▶ **Work task**
Since the pictures are not wanted, retype the listing below exactly and without them.
=======
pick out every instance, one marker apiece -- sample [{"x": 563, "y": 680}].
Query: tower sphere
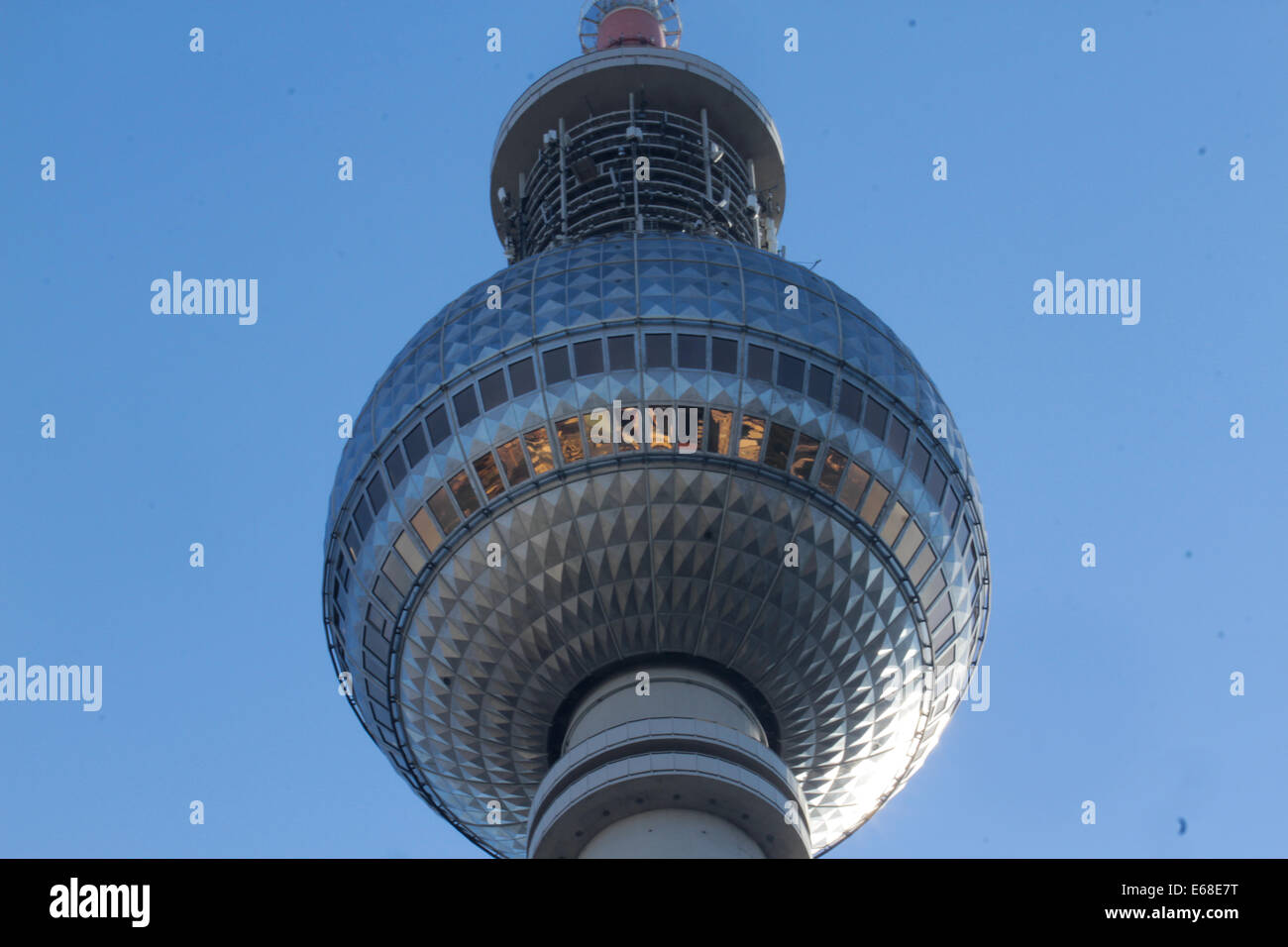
[{"x": 653, "y": 534}]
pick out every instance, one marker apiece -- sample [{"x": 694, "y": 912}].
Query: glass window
[
  {"x": 621, "y": 352},
  {"x": 439, "y": 428},
  {"x": 851, "y": 398},
  {"x": 692, "y": 351},
  {"x": 760, "y": 364},
  {"x": 820, "y": 384},
  {"x": 492, "y": 388},
  {"x": 909, "y": 544},
  {"x": 806, "y": 450},
  {"x": 590, "y": 357},
  {"x": 568, "y": 432},
  {"x": 938, "y": 611},
  {"x": 523, "y": 379},
  {"x": 724, "y": 356},
  {"x": 397, "y": 573},
  {"x": 555, "y": 363},
  {"x": 923, "y": 562},
  {"x": 511, "y": 462},
  {"x": 539, "y": 450},
  {"x": 376, "y": 493},
  {"x": 720, "y": 431},
  {"x": 441, "y": 505},
  {"x": 467, "y": 406},
  {"x": 657, "y": 351},
  {"x": 872, "y": 505},
  {"x": 415, "y": 445},
  {"x": 919, "y": 458},
  {"x": 362, "y": 517},
  {"x": 897, "y": 437},
  {"x": 407, "y": 549},
  {"x": 662, "y": 427},
  {"x": 855, "y": 479},
  {"x": 778, "y": 446},
  {"x": 894, "y": 523},
  {"x": 603, "y": 429},
  {"x": 951, "y": 505},
  {"x": 833, "y": 466},
  {"x": 934, "y": 585},
  {"x": 465, "y": 496},
  {"x": 935, "y": 482},
  {"x": 489, "y": 474},
  {"x": 395, "y": 467},
  {"x": 875, "y": 418},
  {"x": 791, "y": 371},
  {"x": 752, "y": 433}
]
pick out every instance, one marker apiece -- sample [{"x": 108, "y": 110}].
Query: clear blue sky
[{"x": 1107, "y": 684}]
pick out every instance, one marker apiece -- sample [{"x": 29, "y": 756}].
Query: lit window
[
  {"x": 806, "y": 450},
  {"x": 425, "y": 528},
  {"x": 912, "y": 538},
  {"x": 752, "y": 433},
  {"x": 778, "y": 446},
  {"x": 489, "y": 475},
  {"x": 894, "y": 523},
  {"x": 874, "y": 504},
  {"x": 600, "y": 429},
  {"x": 855, "y": 479},
  {"x": 441, "y": 505},
  {"x": 408, "y": 552},
  {"x": 833, "y": 466},
  {"x": 568, "y": 432},
  {"x": 720, "y": 432},
  {"x": 539, "y": 450},
  {"x": 464, "y": 493},
  {"x": 511, "y": 462}
]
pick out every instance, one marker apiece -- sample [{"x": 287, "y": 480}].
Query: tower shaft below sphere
[{"x": 668, "y": 763}]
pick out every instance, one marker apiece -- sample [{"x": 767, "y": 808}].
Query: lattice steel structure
[{"x": 802, "y": 574}]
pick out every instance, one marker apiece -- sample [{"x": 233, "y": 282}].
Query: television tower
[{"x": 653, "y": 543}]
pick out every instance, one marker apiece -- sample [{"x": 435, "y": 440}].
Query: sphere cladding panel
[{"x": 657, "y": 551}]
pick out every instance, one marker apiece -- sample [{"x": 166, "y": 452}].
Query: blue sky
[{"x": 1108, "y": 684}]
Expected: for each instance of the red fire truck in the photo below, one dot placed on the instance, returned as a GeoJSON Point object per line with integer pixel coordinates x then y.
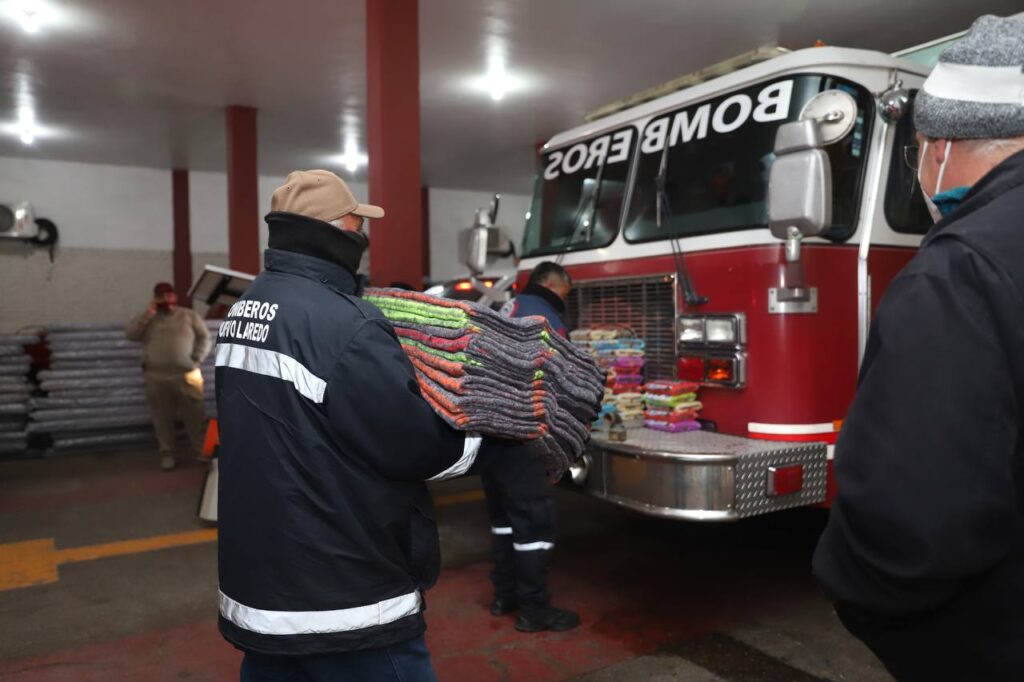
=======
▶ **Result of the exercise**
pick out every instance, one marker apiece -- sample [{"x": 563, "y": 680}].
Query: tower sphere
[{"x": 653, "y": 534}]
pick out every instance, one marker apiece -- sample [{"x": 694, "y": 912}].
Query: glass window
[
  {"x": 621, "y": 352},
  {"x": 439, "y": 428},
  {"x": 851, "y": 398},
  {"x": 692, "y": 351},
  {"x": 760, "y": 364},
  {"x": 820, "y": 384},
  {"x": 492, "y": 388},
  {"x": 909, "y": 544},
  {"x": 806, "y": 450},
  {"x": 590, "y": 357},
  {"x": 568, "y": 432},
  {"x": 938, "y": 611},
  {"x": 523, "y": 379},
  {"x": 724, "y": 356},
  {"x": 397, "y": 573},
  {"x": 555, "y": 363},
  {"x": 923, "y": 562},
  {"x": 511, "y": 462},
  {"x": 539, "y": 450},
  {"x": 376, "y": 493},
  {"x": 720, "y": 431},
  {"x": 441, "y": 505},
  {"x": 467, "y": 406},
  {"x": 657, "y": 351},
  {"x": 872, "y": 505},
  {"x": 415, "y": 445},
  {"x": 919, "y": 458},
  {"x": 362, "y": 517},
  {"x": 897, "y": 437},
  {"x": 407, "y": 549},
  {"x": 662, "y": 427},
  {"x": 855, "y": 479},
  {"x": 778, "y": 446},
  {"x": 894, "y": 523},
  {"x": 603, "y": 429},
  {"x": 951, "y": 505},
  {"x": 833, "y": 466},
  {"x": 934, "y": 585},
  {"x": 465, "y": 496},
  {"x": 935, "y": 482},
  {"x": 489, "y": 474},
  {"x": 395, "y": 467},
  {"x": 875, "y": 418},
  {"x": 791, "y": 371},
  {"x": 752, "y": 433}
]
pick out every instance, one marker apiece -- sample [{"x": 108, "y": 110}].
Query: clear blue sky
[{"x": 1107, "y": 684}]
pick out every instance, one marker apiece -- sample [{"x": 29, "y": 756}].
Query: lit window
[
  {"x": 806, "y": 450},
  {"x": 425, "y": 528},
  {"x": 912, "y": 538},
  {"x": 752, "y": 433},
  {"x": 778, "y": 446},
  {"x": 489, "y": 475},
  {"x": 894, "y": 523},
  {"x": 874, "y": 504},
  {"x": 600, "y": 429},
  {"x": 855, "y": 479},
  {"x": 441, "y": 505},
  {"x": 408, "y": 552},
  {"x": 833, "y": 466},
  {"x": 568, "y": 432},
  {"x": 720, "y": 432},
  {"x": 539, "y": 450},
  {"x": 464, "y": 493},
  {"x": 511, "y": 462}
]
pick out every instance, one marker apiece -- sample [{"x": 287, "y": 480}].
Query: tower shaft below sphere
[{"x": 668, "y": 763}]
pick out every instance, one marker apiece -- sample [{"x": 767, "y": 808}].
Query: lattice steel structure
[{"x": 802, "y": 574}]
pick out every instance, one marker apiece -- sample [{"x": 233, "y": 282}].
Query: television tower
[{"x": 653, "y": 543}]
pick out every instance, one marker apiece -- sample [{"x": 435, "y": 440}].
Query: sphere cladding panel
[{"x": 657, "y": 551}]
pick out every instance, one marker apiece -- sample [{"x": 166, "y": 452}].
Query: blue sky
[{"x": 1108, "y": 684}]
Expected: for each instance of the red fire truck in the photo below, one dot placed on the instance, returned as a GeoJSON Point object per line with integer pixel coordinates x then y.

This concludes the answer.